■ Exercise description: Where the records below show a line containing "Target: grass verge", start copying; end with the line containing "Target: manhole cover", and copy it too.
-=-=-=-=-
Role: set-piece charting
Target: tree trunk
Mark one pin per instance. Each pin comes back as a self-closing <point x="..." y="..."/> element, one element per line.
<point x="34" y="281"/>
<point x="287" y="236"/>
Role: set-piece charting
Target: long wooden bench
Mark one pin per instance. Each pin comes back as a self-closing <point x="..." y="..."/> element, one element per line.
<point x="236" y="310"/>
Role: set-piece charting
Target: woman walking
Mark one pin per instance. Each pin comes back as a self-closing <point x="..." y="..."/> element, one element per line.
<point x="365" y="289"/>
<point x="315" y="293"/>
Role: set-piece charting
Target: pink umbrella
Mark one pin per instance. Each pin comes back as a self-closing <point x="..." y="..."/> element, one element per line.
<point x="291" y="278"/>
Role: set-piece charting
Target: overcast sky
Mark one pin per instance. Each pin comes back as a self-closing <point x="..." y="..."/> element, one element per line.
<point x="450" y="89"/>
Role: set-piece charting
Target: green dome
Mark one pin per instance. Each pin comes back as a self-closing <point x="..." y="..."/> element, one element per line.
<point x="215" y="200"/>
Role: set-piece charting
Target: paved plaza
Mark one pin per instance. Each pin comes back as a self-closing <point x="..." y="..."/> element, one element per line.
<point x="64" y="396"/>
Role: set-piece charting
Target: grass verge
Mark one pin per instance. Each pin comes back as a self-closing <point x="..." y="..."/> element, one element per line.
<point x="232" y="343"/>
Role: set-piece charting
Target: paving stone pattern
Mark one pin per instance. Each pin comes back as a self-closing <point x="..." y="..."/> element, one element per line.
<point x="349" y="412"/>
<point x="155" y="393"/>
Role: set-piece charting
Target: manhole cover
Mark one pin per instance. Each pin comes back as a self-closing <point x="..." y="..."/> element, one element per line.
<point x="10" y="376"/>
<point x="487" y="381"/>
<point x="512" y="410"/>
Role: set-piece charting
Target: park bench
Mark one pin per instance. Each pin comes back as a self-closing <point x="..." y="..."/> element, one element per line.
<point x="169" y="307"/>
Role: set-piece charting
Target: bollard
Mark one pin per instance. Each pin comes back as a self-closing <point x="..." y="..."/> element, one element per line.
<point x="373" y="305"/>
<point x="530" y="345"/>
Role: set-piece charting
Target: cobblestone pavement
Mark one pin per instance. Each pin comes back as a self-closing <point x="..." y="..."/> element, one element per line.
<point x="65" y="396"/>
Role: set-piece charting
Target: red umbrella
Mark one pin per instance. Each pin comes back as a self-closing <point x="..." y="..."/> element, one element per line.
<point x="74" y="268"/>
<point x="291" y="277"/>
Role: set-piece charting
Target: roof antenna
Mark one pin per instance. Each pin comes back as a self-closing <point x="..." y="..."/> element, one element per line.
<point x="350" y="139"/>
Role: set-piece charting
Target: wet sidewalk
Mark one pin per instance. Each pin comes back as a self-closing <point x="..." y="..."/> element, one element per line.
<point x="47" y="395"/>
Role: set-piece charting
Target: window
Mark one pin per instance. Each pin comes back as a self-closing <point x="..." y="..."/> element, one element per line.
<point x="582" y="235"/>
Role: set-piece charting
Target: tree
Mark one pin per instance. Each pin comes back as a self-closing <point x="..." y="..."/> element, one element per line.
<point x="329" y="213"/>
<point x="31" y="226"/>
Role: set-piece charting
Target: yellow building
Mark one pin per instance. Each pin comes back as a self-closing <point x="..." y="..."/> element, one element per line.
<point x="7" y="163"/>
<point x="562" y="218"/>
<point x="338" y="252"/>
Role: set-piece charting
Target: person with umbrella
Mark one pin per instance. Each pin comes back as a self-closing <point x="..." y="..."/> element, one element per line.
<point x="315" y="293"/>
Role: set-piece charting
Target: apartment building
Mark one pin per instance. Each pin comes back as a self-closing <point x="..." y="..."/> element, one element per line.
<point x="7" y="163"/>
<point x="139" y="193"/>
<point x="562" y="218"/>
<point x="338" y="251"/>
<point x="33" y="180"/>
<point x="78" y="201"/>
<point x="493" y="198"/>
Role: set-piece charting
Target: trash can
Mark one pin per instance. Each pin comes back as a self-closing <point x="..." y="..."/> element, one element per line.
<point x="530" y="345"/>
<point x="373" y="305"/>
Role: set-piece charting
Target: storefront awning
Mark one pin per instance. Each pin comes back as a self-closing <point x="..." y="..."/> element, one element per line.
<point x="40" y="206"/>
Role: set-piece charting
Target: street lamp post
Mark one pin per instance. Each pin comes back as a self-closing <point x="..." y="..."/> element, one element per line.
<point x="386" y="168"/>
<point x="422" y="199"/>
-=-=-=-=-
■ Solution below:
Target: grass verge
Mark one pin per instance. Each pin comes back as a self-closing <point x="..." y="..."/> element, one element per line.
<point x="232" y="343"/>
Role: set-piece charting
Target: paving stone pattern
Mark one pin per instance. Each pin comes back as a self-closing <point x="..." y="..."/> element, one element per line.
<point x="349" y="412"/>
<point x="155" y="393"/>
Role: set-piece charting
Target: manhole cover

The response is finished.